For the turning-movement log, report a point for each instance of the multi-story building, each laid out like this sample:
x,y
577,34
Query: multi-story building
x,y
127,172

* **Task directions**:
Rewrite the rows above, replacing "multi-story building" with "high-rise building" and keeping everything else the same.

* **Complete output**:
For the turning-movement log, report a point for each instance of the high-rise building, each laid out like this sample:
x,y
577,34
Query: high-rise building
x,y
127,172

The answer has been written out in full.